## Try it
Would you please write out each entry that follows, exactly as written?

## Extracted records

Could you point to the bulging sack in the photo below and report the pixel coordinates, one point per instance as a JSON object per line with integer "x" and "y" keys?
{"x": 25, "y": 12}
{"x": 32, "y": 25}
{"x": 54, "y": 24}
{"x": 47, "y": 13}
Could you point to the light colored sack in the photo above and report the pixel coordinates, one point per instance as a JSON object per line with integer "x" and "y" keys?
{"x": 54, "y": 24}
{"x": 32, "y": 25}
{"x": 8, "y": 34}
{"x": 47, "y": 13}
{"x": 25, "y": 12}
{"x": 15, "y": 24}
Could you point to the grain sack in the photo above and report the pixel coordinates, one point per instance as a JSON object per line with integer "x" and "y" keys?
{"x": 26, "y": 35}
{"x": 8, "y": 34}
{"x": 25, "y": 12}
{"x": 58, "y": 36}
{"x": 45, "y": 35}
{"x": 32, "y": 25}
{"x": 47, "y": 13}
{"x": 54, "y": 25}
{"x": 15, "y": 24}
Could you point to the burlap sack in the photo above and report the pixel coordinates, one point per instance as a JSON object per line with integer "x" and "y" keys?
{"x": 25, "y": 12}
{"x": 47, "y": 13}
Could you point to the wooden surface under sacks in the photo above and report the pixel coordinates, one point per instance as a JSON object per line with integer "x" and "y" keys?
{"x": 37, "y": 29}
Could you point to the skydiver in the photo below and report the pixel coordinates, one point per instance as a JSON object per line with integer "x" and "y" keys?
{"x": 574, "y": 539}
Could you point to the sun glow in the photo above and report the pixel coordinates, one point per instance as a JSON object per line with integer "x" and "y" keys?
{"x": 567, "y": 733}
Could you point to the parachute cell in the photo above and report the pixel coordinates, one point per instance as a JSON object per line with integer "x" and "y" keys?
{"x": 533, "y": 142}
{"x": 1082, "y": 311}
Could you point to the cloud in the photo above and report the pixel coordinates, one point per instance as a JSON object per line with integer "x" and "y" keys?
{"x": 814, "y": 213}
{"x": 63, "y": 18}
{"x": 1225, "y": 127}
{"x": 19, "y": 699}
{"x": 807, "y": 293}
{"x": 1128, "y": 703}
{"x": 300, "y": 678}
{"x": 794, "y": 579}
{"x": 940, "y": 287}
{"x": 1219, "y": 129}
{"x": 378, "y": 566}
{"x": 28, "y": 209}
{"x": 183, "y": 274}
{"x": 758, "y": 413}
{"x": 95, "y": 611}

## Answer below
Could you point to the bulging sack in the photo below and report the pixel coordinates, one point per instance as a JSON object per line with integer "x" and "y" keys?
{"x": 25, "y": 12}
{"x": 32, "y": 25}
{"x": 54, "y": 24}
{"x": 47, "y": 13}
Could you point to the light colored sack in the photo above and report the pixel coordinates, one point per instance as a JSON object per line with integer "x" and "y" keys?
{"x": 54, "y": 24}
{"x": 32, "y": 25}
{"x": 8, "y": 34}
{"x": 47, "y": 13}
{"x": 25, "y": 12}
{"x": 15, "y": 24}
Could you point to the grain sack in the photo above and report the pixel coordinates, one point per instance as a JSON object per line with integer "x" and "y" keys?
{"x": 26, "y": 35}
{"x": 8, "y": 34}
{"x": 25, "y": 12}
{"x": 58, "y": 36}
{"x": 45, "y": 35}
{"x": 32, "y": 25}
{"x": 47, "y": 13}
{"x": 54, "y": 25}
{"x": 15, "y": 24}
Could you point to the burlap sack in the photo above and report the pixel coordinates, one point per instance as a JSON object per line with integer "x" and "y" keys?
{"x": 25, "y": 12}
{"x": 47, "y": 13}
Could you point to the wooden surface under sacks in the photo above and report the pixel coordinates, one point per instance as a JSON object per line with integer "x" and "y" keys?
{"x": 37, "y": 29}
Could you point to the skydiver in the photo below and report the pixel coordinates, one point per instance as a JSON object per line with integer "x" and "y" keys?
{"x": 574, "y": 539}
Could you point to the sun glow in the photo above and report the pixel coordinates, one point per instance as a JSON object per line with integer "x" and "y" keys?
{"x": 567, "y": 733}
Could you point to the parachute cell in the photo above and report the pixel coordinates, one point per instance as a JSON object per line with integer "x" and "y" keys?
{"x": 533, "y": 142}
{"x": 1082, "y": 311}
Could you point to the cloud in the photo above and report the pixel coordinates, one point per instance as a JSON object per line with integer "x" and "y" keys?
{"x": 814, "y": 213}
{"x": 63, "y": 18}
{"x": 1225, "y": 127}
{"x": 19, "y": 699}
{"x": 807, "y": 293}
{"x": 1128, "y": 703}
{"x": 300, "y": 678}
{"x": 794, "y": 579}
{"x": 940, "y": 287}
{"x": 1219, "y": 129}
{"x": 378, "y": 566}
{"x": 28, "y": 209}
{"x": 183, "y": 274}
{"x": 758, "y": 413}
{"x": 95, "y": 611}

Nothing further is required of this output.